### PROBLEM SET
**1.** Rewrite the passage of the Disney Infinity review from "You can see" to "tie-ins in future.", swapping "Kraken" for "Leviathan".
**2.** Extend the Disney Infinity review with the next few paragraphs, picking up right after its final sentence.

### PAGE TEXT
## Begin

The Starter Pack, which includes Infinity Base, three figures (Sulley, Jack Sparrow, Mr. Incredible), a three-sided Play Set Disc, one randomised item Disc, and retail game, costs £59.99.

What that gives you immediate access to is, on the retail disc alone, are a series of training levels introducing you to the world, a set of generic Adventures built around shooting, exploring and racing, and Toy Box. That last is Disney's world editor, letting you build levels from content you gradually unlock through playing the game. Toy Box also allows you to mix and match any character or item you own.

Most of the Toy Box content is hidden behind a randomised unlock mini-game. Sadly that includes the most interesting gadgets, Creativi-Toys, simple programmable devices that are key to building your own game types, which has been a gameplay headline of the title ever since its reveal.

Each figure comes in-built with a time-based mini-adventure. Both these and the in-game generic Adventures you'll chew through quickly.

So that leaves the real meat of immediate gameplay to the Play Sets. You've the one three-sided version that comes with the Starter Pack, three Sets in one. And what's contained on the disc is hugely impressive.

The game's development studio, Avalanche Software, have pedigree. Responsible for the best movie - kids' movie - tie-ins over recent years, they've shown that as much as Pixar don't make films just for children, the developer's work (on both Cars 2 and Toy Story 3) proved you can have enjoyment and depth in titles aimed at tykes.

The Disney Infinity creator is to be commended in taking Disney's diverse cast of characters and unified them all into a singular, entertaining, gameplay experience. Aside from the odd special attack, all characters perform the same moves, have the same controls - but still feel, talk and move like their movie counterparts.

And that attention to detail's clear to see in each of the Play Sets. Each movie-based Adventure, huge sandbox worlds full of missions and challenges, can only be played by the characters of that particular franchise (cast-swopping is limited to Toy Box).

You can see how creators have expanded massively from the original concept of big open areas from their work on Toy Story 3 - most so in the Pirates of the Caribbean Play Set, which is like a pint-sized Assassin's Creed IV world of open sea, piracy and explorable islands, but doesn't skimp on gameplay or spectacle. You can upgrade your ship, discover treasure, go sword-fighting... and we doubt you'll be unable to hold back a gasp when you see the monstrous Kraken surface and churn the sea in its wake. It's impressive stuff. On the strength of Captain Jack Sparrow's adventure alone, Disney Infinity has raised the bar for any other children movie tie-ins in future.

## End

### DATA SHOWN
## Begin

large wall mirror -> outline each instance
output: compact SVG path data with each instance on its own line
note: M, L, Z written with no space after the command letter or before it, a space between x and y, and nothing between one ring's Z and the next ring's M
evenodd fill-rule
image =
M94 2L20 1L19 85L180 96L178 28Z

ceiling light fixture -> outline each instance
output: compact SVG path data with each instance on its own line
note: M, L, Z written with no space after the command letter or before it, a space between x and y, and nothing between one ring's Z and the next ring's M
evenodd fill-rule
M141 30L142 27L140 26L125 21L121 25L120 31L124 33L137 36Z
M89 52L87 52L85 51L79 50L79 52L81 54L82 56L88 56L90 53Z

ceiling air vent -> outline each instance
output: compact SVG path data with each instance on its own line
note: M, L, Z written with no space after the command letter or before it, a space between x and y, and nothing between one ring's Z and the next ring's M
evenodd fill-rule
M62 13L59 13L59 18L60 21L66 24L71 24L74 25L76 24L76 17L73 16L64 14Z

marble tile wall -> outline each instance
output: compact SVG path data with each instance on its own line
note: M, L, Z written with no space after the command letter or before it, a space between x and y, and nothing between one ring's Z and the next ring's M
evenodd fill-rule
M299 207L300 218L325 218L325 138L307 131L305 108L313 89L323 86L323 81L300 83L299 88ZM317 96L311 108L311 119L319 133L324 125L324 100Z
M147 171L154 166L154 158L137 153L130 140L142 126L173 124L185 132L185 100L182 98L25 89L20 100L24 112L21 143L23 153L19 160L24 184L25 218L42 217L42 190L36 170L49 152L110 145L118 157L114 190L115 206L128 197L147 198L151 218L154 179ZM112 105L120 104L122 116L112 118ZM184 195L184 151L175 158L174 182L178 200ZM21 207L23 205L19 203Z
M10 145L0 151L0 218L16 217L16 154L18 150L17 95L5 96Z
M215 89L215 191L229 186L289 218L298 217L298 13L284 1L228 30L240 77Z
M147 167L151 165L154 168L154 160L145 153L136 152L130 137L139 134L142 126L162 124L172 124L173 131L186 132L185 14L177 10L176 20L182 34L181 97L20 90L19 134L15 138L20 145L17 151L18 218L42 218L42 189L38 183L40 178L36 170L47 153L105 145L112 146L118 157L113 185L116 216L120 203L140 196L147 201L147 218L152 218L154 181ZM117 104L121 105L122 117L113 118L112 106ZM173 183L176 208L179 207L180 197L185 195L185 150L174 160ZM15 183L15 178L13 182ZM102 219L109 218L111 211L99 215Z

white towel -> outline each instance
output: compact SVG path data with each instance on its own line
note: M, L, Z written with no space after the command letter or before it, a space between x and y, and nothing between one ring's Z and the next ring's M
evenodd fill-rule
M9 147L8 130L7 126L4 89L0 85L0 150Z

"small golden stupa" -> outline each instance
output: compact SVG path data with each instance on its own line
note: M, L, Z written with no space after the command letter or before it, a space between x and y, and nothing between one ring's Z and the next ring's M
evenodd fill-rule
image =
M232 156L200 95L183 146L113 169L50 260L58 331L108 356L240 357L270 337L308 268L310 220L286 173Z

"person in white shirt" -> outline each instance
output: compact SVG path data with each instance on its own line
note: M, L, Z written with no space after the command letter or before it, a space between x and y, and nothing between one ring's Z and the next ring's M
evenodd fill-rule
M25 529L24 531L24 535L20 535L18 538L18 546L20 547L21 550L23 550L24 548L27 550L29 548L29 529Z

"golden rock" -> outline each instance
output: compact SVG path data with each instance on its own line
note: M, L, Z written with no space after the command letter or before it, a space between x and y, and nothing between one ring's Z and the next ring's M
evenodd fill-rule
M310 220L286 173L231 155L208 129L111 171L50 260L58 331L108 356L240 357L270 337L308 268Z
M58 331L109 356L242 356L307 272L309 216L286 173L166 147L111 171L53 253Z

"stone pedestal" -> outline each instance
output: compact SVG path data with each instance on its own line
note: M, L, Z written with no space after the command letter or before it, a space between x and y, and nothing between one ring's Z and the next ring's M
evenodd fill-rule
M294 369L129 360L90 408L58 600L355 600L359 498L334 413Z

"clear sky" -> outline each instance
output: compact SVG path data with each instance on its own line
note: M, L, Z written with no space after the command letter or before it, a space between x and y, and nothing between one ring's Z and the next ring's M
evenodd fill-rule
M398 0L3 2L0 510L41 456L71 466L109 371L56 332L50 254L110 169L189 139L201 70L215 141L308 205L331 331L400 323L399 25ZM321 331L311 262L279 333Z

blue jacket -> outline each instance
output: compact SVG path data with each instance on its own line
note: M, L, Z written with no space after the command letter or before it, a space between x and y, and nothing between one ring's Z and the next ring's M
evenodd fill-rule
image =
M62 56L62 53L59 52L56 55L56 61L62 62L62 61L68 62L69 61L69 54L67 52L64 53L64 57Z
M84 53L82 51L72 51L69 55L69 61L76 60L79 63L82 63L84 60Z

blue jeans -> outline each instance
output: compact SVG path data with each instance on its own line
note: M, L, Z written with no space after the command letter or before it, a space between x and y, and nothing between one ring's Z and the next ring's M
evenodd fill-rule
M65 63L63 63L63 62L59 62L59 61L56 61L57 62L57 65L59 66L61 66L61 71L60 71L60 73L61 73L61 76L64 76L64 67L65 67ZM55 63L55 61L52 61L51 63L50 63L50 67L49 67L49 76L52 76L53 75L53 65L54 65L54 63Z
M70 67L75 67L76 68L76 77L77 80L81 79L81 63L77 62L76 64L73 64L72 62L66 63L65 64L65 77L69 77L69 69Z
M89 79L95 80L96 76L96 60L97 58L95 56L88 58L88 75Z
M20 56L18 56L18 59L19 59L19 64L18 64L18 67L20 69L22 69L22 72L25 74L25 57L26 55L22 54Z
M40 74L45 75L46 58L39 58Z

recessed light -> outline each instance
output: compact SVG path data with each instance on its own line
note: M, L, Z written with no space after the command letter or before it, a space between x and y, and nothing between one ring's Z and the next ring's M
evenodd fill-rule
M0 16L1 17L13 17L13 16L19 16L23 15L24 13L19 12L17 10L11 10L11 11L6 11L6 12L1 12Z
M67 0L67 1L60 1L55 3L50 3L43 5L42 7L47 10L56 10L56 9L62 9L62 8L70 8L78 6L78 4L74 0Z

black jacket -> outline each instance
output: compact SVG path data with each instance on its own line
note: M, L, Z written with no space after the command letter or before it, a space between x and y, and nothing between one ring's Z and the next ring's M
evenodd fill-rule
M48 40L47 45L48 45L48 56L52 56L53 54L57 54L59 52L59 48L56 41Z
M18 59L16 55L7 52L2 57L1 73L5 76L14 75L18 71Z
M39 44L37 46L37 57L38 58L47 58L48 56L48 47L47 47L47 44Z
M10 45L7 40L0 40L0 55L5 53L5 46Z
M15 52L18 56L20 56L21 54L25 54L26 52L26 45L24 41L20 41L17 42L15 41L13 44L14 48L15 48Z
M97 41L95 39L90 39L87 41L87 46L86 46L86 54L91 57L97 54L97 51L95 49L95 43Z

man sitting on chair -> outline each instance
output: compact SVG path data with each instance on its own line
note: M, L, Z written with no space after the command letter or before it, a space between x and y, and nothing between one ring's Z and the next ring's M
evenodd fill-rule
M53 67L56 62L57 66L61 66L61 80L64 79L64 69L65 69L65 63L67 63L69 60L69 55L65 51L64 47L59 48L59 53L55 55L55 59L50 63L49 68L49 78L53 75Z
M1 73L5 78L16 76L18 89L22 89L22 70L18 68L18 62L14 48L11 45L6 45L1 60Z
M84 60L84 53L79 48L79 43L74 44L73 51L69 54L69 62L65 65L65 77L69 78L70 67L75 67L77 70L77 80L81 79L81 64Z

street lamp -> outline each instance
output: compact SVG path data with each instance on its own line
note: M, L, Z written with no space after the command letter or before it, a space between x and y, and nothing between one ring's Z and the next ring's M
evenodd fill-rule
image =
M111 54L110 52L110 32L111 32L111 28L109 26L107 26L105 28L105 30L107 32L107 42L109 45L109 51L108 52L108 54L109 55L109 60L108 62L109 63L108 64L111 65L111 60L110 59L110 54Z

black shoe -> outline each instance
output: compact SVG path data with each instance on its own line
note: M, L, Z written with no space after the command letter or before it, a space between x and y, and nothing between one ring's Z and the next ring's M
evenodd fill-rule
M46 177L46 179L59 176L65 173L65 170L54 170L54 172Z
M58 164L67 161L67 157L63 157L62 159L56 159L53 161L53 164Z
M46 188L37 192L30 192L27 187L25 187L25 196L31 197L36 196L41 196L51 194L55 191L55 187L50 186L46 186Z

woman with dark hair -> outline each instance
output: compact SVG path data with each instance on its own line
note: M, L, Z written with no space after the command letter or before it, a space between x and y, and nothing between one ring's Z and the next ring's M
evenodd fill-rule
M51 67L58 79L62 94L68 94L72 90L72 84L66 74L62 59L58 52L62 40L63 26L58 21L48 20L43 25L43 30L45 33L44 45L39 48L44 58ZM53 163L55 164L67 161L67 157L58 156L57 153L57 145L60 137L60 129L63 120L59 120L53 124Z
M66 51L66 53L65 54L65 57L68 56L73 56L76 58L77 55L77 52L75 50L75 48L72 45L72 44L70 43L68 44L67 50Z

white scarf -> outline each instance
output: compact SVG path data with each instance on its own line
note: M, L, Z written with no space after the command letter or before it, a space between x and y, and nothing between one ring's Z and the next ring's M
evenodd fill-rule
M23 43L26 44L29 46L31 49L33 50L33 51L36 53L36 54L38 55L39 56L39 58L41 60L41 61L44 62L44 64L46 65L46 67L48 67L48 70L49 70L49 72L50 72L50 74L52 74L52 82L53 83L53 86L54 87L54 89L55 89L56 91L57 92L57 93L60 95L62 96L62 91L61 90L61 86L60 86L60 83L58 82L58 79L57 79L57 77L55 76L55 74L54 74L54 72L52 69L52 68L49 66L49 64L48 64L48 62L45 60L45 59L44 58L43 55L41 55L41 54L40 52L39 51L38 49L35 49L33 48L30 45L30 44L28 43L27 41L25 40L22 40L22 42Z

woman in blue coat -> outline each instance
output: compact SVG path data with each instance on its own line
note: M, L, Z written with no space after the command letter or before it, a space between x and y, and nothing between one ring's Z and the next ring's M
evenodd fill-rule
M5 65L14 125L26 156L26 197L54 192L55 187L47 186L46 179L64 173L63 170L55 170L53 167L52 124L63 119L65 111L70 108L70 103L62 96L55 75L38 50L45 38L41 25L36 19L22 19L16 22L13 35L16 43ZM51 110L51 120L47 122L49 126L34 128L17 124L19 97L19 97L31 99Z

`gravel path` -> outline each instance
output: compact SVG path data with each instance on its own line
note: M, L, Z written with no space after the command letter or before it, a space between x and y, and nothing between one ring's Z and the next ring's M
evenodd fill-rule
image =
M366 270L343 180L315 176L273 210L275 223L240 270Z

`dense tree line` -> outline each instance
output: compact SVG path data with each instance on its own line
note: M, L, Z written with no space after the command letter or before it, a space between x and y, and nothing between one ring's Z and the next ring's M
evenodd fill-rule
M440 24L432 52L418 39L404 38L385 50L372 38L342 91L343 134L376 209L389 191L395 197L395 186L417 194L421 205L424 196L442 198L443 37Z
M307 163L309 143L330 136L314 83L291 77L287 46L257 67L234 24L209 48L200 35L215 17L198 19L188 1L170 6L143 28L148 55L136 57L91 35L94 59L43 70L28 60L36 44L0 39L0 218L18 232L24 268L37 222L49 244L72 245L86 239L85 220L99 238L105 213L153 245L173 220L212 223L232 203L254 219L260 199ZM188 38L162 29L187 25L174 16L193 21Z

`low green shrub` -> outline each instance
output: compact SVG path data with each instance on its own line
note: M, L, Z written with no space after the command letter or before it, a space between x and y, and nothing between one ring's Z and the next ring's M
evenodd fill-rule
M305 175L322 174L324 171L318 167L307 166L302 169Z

## End

### SOLVED PROBLEMS
**1.**
You can see how creators have expanded massively from the original concept of big open areas from their work on Toy Story 3 - most so in the Pirates of the Caribbean Play Set, which is like a pint-sized Assassin's Creed IV world of open sea, piracy and explorable islands, but doesn't skimp on gameplay or spectacle. You can upgrade your ship, discover treasure, go sword-fighting... and we doubt you'll be unable to hold back a gasp when you see the monstrous Leviathan surface and churn the sea in its wake. It's impressive stuff. On the strength of Captain Jack Sparrow's adventure alone, Disney Infinity has raised the bar for any other children movie tie-ins in future.

**2.**
Whereas the Lego tie-ins played it funny and cute, Disney Infinity's double act is humour and Disney magic. The Incredibles offers training grounds for super heroes amidst a small but dense metropolis, filled with robots to punch (not to mention collateral damage, if you fancy a re-run of arcade classic Rampage) . In Monster University, you'll be scaring and pranking rival students. Avalanche manage to nail the vibe of three very different movies and make each feel like a full experience in their own right. There's enough content here to tide you over for a while.

You can pick up additional single Play Sets (bundled with two figures) separately at £34.99 a pop. Reason you're approaching near the full price of a separate retail titles is because that's essentially what the Play Sets give you: a full gameplay experience, each themed around a particular franchise and offering a generous double-figure number of missions and multiple challenges to try.

Disney Infinity

While the foundations are the same for each Set - sandbox world, missions offering varied gameplay - the quality does varies. We tried The Long Ranger and Cars Play Sets as well for review. The former, with its Wild West setting, was built around train robberies, Indian reservations and shoot-outs, and was really good fun. Cars and its missions felt lacking in comparison, but thanks to the four-wheeled mechanics from Cars 2 - Avalanche Software's great video-game tie-in racer - being carried over to Infinity, there's still enjoyment to be had. (And being able to pull the same car tricks while driving in The Incredibles Play Set is the kind of crossover we like to see).

That said, earning gold in the figurines' time-based mini-adventures is surprisingly hard, and in particular Mr.Incredible's seems unfairly so. We question whether that difficulty's been skewed such to extend the lifespan of each character Disc's mission. We didn't want a walkover, but neither did we expect such frustration either.

But while the Play Sets are great for loosing yourself in, they're only one of two key pillars to the concept. The second is Toy Box.

Disney Infinity

Open up this mode and you start with a blank, single square of grassy terrain. With a button press you go from character view to Editor view, an overview of the world, with your unlocked items listed on a easily navigable HUD.

Unlocking items involves firstly collecting Infinity Points during Adventures. They're relatively quick to pick up, and as they're built into playing through the Play Sets, it never devolves into a grind.

Each Point allows you a single go on the Infinity Vault, a massive randomised pick n mix machine that'll select a figure, pack, or item at random each time.

It's akin to closing your eyes and plunging your hand into a bucket of Lego. You'll likely not get what you want, but it forces you to make do with what you get; and that's not a bad way to push you into experimenting in Toy Box. For the most it feels rewarding rather than a grind, and you do get a kick when you get something iconic; Aladdin's Cave of Wonders, or Carl's balloon house from Up.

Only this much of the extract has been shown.